Senin 06 Sep 2021 21:29 WIB

Selandia Baru Upayakan Deportasi Pelaku Serangan di Auckland

Pemerintah Selandia Baru sedang berupaya deportasi pelaku serangan pisau di Auckland

Rep: Puti Almas/ Red: Christiyaningsih
Polisi berdiri di luar lokasi serangan pisau di sebuah supermarket di Auckland, Selandia Baru, Jumat, 3 September 2021. Pihak berwenang Selandia Baru mengatakan mereka menembak dan membunuh seorang ekstremis yang kejam setelah dia memasuki supermarket dan menikam serta melukai enam pembeli. Perdana Menteri Selandia Baru Jacinda Ardern menggambarkan insiden hari Jumat sebagai serangan teror.
Foto: AP/Brett Phibbs
Polisi berdiri di luar lokasi serangan pisau di sebuah supermarket di Auckland, Selandia Baru, Jumat, 3 September 2021. Pihak berwenang Selandia Baru mengatakan mereka menembak dan membunuh seorang ekstremis yang kejam setelah dia memasuki supermarket dan menikam serta melukai enam pembeli. Perdana Menteri Selandia Baru Jacinda Ardern menggambarkan insiden hari Jumat sebagai serangan teror.

REPUBLIKA.CO.ID, WELLINGTON — Pemerintah Selandia Baru telah berusaha mendeportasi pria yang menjadi pelaku serangan pisau di Auckland dan menyebabkan setidaknya tujuh orang menjadi korban terluka. Keterangan ini disampaikan Perdana Menteri Selandia Baru Jacinda Ardern.

Pernyataan Ardern datang setelah pengadilan di Selandia Baru mencabut perintah penindakan dan mengizinkan publikasi rincian tentang pelaku. Menurut dokumen pengadilan, pelaku diidentifikasi sebagai Ahamed Aathil Mohamed Samsudeen.

┄┄┄┄┄┄┄┄┄┄

» **Tugas yang Diminta 1**:
Ringkas berita tentang serangan pisau di Auckland di atas dalam dua kalimat.

(Entri dari dataset anotasi)
┄┄┄┄┄┄┄┄┄┄

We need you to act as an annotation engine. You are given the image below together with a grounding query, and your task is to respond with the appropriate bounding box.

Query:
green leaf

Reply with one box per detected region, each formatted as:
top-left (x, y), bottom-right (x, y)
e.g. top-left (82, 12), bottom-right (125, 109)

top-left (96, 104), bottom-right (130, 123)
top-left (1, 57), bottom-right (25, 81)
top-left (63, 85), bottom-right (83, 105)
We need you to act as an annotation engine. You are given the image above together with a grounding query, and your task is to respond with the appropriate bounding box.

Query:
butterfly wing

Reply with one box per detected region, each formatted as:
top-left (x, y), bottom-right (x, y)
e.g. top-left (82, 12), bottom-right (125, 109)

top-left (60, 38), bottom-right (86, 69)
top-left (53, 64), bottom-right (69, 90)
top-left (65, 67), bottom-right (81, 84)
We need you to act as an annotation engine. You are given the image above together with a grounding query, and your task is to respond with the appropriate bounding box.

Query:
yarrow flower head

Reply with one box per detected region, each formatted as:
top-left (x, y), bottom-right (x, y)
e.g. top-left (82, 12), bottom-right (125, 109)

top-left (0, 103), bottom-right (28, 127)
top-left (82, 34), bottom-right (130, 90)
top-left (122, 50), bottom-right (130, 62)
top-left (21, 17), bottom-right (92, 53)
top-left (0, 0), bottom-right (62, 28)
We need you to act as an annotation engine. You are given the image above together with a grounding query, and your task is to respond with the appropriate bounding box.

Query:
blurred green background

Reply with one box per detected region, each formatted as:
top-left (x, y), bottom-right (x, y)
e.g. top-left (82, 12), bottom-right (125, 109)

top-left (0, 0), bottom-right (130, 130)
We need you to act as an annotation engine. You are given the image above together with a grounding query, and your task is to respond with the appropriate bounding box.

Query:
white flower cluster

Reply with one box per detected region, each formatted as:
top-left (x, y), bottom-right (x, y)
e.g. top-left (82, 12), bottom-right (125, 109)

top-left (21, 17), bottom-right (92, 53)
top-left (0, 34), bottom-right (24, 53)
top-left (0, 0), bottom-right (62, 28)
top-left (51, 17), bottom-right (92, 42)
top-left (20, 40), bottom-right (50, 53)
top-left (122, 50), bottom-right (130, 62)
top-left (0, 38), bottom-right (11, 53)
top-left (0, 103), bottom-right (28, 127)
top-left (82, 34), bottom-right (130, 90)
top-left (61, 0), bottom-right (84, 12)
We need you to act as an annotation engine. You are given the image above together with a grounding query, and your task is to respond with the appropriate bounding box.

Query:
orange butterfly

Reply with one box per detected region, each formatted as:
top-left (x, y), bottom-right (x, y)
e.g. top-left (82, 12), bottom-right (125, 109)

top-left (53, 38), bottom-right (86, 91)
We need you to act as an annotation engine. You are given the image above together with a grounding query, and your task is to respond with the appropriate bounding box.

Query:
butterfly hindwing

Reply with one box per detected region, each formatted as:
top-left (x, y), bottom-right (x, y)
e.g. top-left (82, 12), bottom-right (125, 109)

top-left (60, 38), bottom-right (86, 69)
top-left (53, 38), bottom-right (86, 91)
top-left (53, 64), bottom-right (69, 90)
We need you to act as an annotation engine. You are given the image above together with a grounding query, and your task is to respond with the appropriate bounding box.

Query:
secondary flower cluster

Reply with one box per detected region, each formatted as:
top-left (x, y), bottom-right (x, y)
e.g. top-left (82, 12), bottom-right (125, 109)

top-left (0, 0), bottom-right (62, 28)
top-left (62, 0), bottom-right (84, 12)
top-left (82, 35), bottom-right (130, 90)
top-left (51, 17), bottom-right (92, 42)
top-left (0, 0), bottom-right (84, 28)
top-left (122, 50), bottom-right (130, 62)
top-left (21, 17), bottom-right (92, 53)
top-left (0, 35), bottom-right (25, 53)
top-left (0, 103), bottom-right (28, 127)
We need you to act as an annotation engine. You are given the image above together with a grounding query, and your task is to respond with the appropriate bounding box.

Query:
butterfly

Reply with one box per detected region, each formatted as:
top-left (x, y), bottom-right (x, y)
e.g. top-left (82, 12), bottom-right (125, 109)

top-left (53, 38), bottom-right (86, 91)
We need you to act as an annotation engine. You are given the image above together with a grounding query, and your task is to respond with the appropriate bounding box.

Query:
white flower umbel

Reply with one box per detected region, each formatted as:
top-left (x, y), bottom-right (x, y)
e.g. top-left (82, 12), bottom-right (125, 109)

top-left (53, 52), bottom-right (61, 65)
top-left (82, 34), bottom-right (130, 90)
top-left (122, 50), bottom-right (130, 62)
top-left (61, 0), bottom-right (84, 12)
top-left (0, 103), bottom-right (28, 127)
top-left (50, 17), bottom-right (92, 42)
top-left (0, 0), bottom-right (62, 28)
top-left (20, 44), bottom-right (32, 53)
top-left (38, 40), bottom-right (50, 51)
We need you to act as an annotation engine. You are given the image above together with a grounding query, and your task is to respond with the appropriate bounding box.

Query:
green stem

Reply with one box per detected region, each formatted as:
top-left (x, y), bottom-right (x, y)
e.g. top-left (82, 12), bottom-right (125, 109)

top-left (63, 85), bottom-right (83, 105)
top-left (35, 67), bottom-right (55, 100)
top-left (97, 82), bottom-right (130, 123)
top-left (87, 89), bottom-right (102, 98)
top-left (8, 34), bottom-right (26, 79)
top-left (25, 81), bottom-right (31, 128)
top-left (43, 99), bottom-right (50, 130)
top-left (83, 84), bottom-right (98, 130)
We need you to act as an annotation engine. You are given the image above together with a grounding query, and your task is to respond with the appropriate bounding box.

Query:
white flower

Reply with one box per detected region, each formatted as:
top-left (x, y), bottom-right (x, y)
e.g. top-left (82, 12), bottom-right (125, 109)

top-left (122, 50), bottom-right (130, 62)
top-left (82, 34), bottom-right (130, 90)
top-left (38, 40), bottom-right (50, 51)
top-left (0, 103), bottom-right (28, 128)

┄┄┄┄┄┄┄┄┄┄

» **Tugas yang Diminta 2**:
Tambahkan 3 pada setiap angka koordinat di jawaban dalam listing, lalu tulis ulang bentangan listing dari awalnya sampai baris yang memuat "top-left (65, 67), bottom-right (81, 84)", kedua ujungnya termasuk, lengkap dengan permintaannya.

» **Jawaban Lengkap 1**:
Perdana Menteri Selandia Baru Jacinda Ardern menyampaikan bahwa pemerintah telah berusaha mendeportasi pria pelaku serangan pisau di Auckland, yang menyebabkan setidaknya tujuh orang terluka. Pernyataan itu datang setelah pengadilan mencabut perintah penindakan dan mengizinkan publikasi rincian tentang pelaku, yang menurut dokumen pengadilan diidentifikasi sebagai Ahamed Aathil Mohamed Samsudeen.

» **Jawaban Lengkap 2**:
We need you to act as an annotation engine. You are given the image below together with a grounding query, and your task is to respond with the appropriate bounding box.

Query:
green leaf

Reply with one box per detected region, each formatted as:
top-left (x, y), bottom-right (x, y)
e.g. top-left (82, 12), bottom-right (125, 109)

top-left (99, 107), bottom-right (133, 126)
top-left (4, 60), bottom-right (28, 84)
top-left (66, 88), bottom-right (86, 108)
We need you to act as an annotation engine. You are given the image above together with a grounding query, and your task is to respond with the appropriate bounding box.

Query:
butterfly wing

Reply with one box per detected region, each formatted as:
top-left (x, y), bottom-right (x, y)
e.g. top-left (82, 12), bottom-right (125, 109)

top-left (63, 41), bottom-right (89, 72)
top-left (56, 67), bottom-right (72, 93)
top-left (68, 70), bottom-right (84, 87)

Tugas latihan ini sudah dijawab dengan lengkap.